* [AIM]: Extract each line of the data below that contains the string "hand", matching case exactly.

* [PROVIDED RECORDS]:
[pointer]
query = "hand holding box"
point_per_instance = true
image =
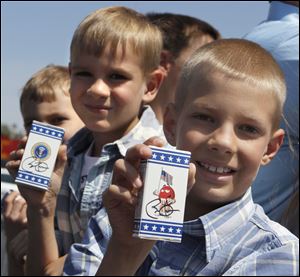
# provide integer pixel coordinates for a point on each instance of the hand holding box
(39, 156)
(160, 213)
...
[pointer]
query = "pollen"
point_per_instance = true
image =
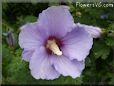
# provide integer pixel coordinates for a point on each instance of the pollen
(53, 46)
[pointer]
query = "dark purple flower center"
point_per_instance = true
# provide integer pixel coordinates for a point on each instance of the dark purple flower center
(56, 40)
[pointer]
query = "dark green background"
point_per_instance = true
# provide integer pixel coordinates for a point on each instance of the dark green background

* [EXERCISE ANSWER]:
query = "hand holding box"
# provide integer pixel coordinates for a point on each instance of the hand holding box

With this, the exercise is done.